━━━ Records for processing

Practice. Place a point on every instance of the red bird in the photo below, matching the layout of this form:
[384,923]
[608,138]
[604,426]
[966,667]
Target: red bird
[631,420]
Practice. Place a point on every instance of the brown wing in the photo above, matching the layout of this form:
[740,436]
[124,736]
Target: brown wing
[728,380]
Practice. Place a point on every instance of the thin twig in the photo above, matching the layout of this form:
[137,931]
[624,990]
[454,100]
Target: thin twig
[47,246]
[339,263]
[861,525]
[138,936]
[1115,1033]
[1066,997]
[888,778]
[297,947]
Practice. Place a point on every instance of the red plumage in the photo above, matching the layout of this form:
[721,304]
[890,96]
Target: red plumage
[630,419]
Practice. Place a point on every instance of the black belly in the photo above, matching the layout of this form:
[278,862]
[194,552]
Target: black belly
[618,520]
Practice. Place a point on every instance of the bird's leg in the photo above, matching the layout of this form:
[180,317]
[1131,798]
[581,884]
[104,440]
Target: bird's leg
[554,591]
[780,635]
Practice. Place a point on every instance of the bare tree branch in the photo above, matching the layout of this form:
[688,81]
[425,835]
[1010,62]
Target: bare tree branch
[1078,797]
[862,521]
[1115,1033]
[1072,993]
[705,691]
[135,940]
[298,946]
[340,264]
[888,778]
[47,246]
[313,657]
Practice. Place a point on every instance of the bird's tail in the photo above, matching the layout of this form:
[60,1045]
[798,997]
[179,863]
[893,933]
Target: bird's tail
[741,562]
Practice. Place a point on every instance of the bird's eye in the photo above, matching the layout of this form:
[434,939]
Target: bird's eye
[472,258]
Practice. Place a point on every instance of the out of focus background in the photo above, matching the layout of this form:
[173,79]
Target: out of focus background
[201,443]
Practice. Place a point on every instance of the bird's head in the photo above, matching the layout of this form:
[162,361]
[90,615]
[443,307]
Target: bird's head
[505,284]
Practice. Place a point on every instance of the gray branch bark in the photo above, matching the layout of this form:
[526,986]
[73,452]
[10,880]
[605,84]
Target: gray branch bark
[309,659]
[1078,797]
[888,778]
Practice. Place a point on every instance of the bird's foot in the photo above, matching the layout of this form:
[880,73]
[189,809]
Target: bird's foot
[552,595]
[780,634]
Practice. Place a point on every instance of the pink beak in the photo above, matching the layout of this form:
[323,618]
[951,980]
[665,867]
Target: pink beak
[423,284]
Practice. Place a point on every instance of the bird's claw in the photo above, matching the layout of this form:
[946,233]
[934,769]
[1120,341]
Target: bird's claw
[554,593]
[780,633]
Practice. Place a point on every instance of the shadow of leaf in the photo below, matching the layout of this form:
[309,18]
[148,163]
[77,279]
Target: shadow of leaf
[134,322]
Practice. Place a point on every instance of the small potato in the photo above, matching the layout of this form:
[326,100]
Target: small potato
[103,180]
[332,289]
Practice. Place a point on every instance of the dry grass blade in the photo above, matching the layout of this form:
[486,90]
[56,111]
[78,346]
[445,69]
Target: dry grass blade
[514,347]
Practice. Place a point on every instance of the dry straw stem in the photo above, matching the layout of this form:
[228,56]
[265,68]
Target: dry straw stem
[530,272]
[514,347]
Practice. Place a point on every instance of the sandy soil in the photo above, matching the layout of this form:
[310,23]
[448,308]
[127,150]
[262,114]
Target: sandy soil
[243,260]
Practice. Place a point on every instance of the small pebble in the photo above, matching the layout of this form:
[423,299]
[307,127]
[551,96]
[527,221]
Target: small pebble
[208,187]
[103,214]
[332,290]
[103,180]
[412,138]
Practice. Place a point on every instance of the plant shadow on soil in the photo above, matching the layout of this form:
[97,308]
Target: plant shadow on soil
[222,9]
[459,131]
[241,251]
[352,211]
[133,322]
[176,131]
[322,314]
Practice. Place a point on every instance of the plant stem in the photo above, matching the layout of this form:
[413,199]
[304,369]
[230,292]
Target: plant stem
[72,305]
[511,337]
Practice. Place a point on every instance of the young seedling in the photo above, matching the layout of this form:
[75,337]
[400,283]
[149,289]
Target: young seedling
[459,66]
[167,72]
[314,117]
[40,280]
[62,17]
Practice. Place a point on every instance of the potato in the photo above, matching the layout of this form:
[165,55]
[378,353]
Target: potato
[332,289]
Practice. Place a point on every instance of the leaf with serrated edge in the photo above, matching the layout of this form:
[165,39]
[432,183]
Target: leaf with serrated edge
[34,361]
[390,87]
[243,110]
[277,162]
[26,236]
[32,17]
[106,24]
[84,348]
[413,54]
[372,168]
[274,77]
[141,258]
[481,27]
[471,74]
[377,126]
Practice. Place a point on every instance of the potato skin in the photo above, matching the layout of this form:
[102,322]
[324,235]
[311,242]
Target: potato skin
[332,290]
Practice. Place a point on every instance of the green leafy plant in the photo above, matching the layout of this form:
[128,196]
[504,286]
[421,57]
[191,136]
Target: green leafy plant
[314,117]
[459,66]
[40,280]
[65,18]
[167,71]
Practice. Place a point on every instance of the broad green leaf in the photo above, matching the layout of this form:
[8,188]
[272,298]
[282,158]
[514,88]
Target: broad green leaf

━━━━━━

> [Given exercise]: All of the records must be retyped exactly as they are.

> [The result]:
Practice. Place a point on every instance of the red bird in the photo below, matching the layout of this form:
[384,923]
[608,138]
[604,426]
[966,667]
Target: red bird
[631,420]
Practice. Place a point on every instance of the brown wing in the photo above, matching the layout of this form:
[740,436]
[124,736]
Target: brown wing
[728,380]
Practice. Place a point on every instance of the thin twig in the photo above, matching the layout of this form:
[137,931]
[624,990]
[454,100]
Target: thin twig
[47,246]
[339,263]
[861,525]
[138,936]
[1115,1033]
[1066,997]
[888,778]
[297,947]
Practice. Place a point on every instance of the red plumage in the photo above, matching the layout of this form:
[721,304]
[890,96]
Target: red plumage
[630,419]
Practice. Place a point on every instance of the black belly in the photo above, matching the layout of this form:
[278,862]
[194,552]
Target: black belly
[618,520]
Practice. Place a point on every instance of the bird's leg in the photo above, matching the layout of this form:
[180,317]
[1131,798]
[581,884]
[104,440]
Target: bird's leg
[554,591]
[780,635]
Practice. Place a point on every instance of the bare tree branch in the photo above, matching the layout of this form:
[688,81]
[425,835]
[1010,62]
Target: bare tree branch
[1078,797]
[862,521]
[1115,1033]
[1072,993]
[705,691]
[135,940]
[298,946]
[340,264]
[888,778]
[47,246]
[313,657]
Practice. Place a point on every instance of the bird's tail in the photo above, matching the layout of this form:
[60,1045]
[798,997]
[179,863]
[893,933]
Target: bird's tail
[741,562]
Practice. Place a point on every instance of the bird's eye in the photo above, matching the layout of this form:
[434,939]
Target: bird's eye
[472,258]
Practice. Place a point on every instance of the out of focus background in the photo above, matching the layout of this form:
[173,79]
Target: out of focus background
[201,443]
Practice. Place a point on every instance of the bird's head in the photo above, matching the layout of this form:
[162,361]
[90,615]
[443,307]
Target: bird's head
[505,284]
Practice. Place a point on every instance of the gray branch bark in the photo above, matching the layout of this form:
[526,986]
[73,452]
[10,880]
[605,84]
Target: gray branch bark
[309,659]
[1078,797]
[888,778]
Practice. Place a point on every instance of the bird's foot in the photo above, matching the layout of this form:
[880,73]
[189,809]
Target: bird's foot
[552,595]
[780,634]
Practice. Place a point on every instance of the pink beak in the photo above, matching the layout of this form:
[323,618]
[951,980]
[665,867]
Target: pink beak
[423,284]
Practice. Place a point on every instance of the bird's claw in the photo above, matching the layout of this form:
[946,233]
[934,769]
[1120,341]
Target: bird's claw
[554,593]
[780,633]
Practice. Place a point on every instance of the shadow of leaf in the photo below, matching the layout of this form:
[309,18]
[148,163]
[77,279]
Target: shadow of leaf
[134,322]
Practice. Place a point on every instance of the small potato in the photo above, matching the layout of this form:
[326,100]
Target: small potato
[103,180]
[332,289]
Practice. Place a point on every instance of the dry grass blade in the photo above, matching the layout of this form:
[486,90]
[56,111]
[78,346]
[445,69]
Target: dry grass blade
[514,347]
Practice. Place a point on every instance of the dry straw stem in the photo above, matching the layout of this form:
[228,56]
[265,68]
Target: dry straw stem
[530,272]
[514,347]
Practice. Place a point on every instance of the sandy soil in the photo above, matching the layout of this form:
[310,23]
[448,308]
[127,150]
[262,114]
Target: sandy soil
[243,260]
Practice. Place a point on every instance of the small pebble in the photo above, matching the layout of this form:
[423,299]
[307,127]
[551,96]
[527,221]
Target: small pebble
[208,187]
[103,214]
[332,290]
[103,180]
[412,138]
Practice. Place a point on every instance of the plant shadow on soil in the photo above, matching the layout of this form:
[97,308]
Target: plant shadow on soil
[222,9]
[459,131]
[241,251]
[352,211]
[133,322]
[176,131]
[322,314]
Practice. Place a point on every instance of the plant stem in the photo above, matching the layout of this form:
[413,199]
[304,369]
[230,292]
Target: plant stem
[72,305]
[511,337]
Practice. Place a point on every instance of the young seedling in the photo above, matching the layout of this form:
[75,337]
[400,283]
[149,289]
Target: young seedling
[459,66]
[167,72]
[314,117]
[40,280]
[62,17]
Practice. Place a point on every instance of the potato in the photo above, matching the layout of this form:
[165,55]
[378,353]
Target: potato
[332,289]
Practice. Place a point on every instance of the leaf with serrated edge in the photo above, matching the layout of this form:
[165,39]
[432,183]
Target: leaf with serrated edge
[34,361]
[390,87]
[243,110]
[277,162]
[26,236]
[32,17]
[106,24]
[84,348]
[413,54]
[372,168]
[274,77]
[141,258]
[481,27]
[471,74]
[377,126]
Practice. Place a point on every instance of the potato skin in the photo above, matching the layout of this form:
[102,322]
[324,235]
[311,242]
Target: potato skin
[332,290]
Practice. Place a point on every instance of the green leafy plant in the photo above, matching the layout of this form:
[128,196]
[504,286]
[421,57]
[191,136]
Target: green leafy plant
[314,117]
[459,66]
[40,280]
[65,18]
[167,71]
Practice. Place a point on every instance of the broad green leaf in the photo above, matching the layout of this form:
[8,188]
[272,298]
[282,158]
[514,88]
Target: broad green leaf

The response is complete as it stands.